(WORK INSTRUCTIONS) Bring together all lines of the material below that contain the string "leaf".

(EXTRACTED INFORMATION)

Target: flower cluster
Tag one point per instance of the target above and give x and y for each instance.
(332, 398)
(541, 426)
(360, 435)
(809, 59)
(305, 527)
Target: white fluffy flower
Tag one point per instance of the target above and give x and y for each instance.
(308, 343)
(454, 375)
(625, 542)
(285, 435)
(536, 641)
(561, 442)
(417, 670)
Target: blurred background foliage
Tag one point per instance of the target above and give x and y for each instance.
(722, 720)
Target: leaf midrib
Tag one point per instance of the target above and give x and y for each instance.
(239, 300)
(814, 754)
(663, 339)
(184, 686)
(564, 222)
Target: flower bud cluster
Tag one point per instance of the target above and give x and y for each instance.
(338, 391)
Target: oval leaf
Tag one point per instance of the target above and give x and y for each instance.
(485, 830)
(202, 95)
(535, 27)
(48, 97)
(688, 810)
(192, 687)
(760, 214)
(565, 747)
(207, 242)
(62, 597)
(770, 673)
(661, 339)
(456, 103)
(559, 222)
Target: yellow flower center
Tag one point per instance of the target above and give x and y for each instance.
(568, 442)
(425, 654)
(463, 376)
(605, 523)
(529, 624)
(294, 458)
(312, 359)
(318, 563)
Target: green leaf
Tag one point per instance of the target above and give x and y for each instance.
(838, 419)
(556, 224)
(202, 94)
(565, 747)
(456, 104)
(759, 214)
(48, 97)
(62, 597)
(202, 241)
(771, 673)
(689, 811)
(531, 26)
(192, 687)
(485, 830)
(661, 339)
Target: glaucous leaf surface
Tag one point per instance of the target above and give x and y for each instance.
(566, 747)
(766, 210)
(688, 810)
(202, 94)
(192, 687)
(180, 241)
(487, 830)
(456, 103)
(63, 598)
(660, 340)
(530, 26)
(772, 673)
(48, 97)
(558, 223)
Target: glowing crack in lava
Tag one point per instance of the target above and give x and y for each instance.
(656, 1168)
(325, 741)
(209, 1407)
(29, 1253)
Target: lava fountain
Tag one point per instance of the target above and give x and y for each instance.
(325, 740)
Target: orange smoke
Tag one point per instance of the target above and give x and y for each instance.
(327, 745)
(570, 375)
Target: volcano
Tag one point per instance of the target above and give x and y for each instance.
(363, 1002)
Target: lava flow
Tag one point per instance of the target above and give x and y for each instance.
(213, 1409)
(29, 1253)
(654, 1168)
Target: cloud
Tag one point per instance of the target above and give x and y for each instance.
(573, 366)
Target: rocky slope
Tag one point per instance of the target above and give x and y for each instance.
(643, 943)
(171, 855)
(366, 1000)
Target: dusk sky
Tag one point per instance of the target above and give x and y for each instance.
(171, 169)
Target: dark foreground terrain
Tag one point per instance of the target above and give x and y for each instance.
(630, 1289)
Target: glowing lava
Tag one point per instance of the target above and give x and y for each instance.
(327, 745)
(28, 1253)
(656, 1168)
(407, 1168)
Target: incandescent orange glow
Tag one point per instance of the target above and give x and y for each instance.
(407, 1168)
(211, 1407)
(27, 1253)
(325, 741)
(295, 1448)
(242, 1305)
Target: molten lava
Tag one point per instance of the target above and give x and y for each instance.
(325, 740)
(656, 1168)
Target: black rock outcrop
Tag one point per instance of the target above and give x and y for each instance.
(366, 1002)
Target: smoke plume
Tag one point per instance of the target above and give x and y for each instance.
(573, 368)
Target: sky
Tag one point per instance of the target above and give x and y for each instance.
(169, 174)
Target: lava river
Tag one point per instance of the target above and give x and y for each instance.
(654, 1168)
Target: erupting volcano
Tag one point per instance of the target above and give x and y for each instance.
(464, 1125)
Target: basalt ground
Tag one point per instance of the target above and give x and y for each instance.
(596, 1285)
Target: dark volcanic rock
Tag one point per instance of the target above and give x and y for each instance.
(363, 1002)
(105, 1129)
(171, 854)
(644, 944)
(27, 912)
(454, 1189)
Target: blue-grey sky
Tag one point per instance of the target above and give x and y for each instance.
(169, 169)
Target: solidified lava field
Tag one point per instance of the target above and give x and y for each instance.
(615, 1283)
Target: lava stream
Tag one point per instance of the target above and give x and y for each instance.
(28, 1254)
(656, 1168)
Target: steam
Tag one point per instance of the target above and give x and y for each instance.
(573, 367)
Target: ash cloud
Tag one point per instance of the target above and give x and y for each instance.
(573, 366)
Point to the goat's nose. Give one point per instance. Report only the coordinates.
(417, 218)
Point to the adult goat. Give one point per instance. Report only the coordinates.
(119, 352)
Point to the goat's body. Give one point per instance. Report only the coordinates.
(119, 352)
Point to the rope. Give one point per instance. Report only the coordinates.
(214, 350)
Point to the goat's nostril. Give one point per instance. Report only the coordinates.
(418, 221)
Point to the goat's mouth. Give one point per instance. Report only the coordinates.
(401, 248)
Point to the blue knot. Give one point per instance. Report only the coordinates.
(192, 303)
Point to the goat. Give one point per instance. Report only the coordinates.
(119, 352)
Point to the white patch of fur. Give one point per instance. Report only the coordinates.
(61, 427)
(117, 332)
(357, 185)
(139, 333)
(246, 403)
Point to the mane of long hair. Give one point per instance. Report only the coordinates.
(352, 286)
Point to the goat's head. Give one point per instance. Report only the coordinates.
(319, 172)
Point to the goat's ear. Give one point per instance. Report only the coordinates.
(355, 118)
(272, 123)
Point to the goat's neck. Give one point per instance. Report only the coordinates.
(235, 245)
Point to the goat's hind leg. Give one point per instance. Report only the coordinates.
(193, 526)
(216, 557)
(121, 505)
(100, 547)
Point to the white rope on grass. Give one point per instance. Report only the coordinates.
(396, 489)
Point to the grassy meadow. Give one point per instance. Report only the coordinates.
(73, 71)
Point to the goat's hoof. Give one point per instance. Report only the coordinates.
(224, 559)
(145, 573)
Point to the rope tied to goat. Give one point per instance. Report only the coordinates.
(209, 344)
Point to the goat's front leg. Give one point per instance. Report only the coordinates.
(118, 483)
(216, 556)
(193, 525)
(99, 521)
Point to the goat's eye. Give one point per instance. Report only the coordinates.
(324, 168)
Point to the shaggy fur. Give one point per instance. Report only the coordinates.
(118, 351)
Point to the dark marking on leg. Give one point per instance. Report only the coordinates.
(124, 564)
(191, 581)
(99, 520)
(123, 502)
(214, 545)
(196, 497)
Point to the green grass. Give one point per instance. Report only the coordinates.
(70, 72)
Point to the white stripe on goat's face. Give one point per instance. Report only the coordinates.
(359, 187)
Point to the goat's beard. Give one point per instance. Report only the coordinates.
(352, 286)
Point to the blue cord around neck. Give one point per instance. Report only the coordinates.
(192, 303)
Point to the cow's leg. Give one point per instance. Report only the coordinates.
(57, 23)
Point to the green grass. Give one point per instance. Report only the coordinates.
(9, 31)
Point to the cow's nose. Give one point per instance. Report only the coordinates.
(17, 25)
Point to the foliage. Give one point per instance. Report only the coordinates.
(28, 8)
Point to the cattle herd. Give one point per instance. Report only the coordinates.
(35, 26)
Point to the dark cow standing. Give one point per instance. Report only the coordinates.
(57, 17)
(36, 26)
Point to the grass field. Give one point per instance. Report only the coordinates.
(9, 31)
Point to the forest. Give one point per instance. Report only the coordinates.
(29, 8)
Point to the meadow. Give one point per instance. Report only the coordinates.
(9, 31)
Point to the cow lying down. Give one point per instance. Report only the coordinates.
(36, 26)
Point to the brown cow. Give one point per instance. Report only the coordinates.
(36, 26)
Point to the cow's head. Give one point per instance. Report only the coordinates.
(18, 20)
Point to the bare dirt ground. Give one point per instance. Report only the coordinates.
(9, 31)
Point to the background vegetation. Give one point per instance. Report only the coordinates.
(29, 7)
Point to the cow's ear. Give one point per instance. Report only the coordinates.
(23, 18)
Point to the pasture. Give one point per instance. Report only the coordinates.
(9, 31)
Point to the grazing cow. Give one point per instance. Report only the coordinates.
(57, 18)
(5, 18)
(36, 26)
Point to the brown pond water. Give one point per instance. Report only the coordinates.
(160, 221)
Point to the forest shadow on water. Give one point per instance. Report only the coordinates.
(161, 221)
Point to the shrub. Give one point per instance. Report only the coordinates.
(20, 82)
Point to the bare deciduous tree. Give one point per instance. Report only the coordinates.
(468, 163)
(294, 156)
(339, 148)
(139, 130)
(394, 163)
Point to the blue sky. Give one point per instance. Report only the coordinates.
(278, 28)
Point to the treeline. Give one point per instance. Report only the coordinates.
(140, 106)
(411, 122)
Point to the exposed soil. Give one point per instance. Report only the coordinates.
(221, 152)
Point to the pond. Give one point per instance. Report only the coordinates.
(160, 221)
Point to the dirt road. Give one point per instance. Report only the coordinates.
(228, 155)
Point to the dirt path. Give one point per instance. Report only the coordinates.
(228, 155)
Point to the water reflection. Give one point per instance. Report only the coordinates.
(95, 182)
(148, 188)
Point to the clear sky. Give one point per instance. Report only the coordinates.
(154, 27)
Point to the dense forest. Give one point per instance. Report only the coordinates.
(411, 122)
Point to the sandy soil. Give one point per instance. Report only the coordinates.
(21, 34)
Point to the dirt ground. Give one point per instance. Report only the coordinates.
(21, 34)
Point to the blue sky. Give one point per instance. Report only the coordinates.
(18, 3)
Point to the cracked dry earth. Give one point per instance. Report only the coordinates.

(RESPONSE TO THIS TASK)
Target: leaf midrib
Target: oval leaf
Target: green leaf
Target: glaucous leaf surface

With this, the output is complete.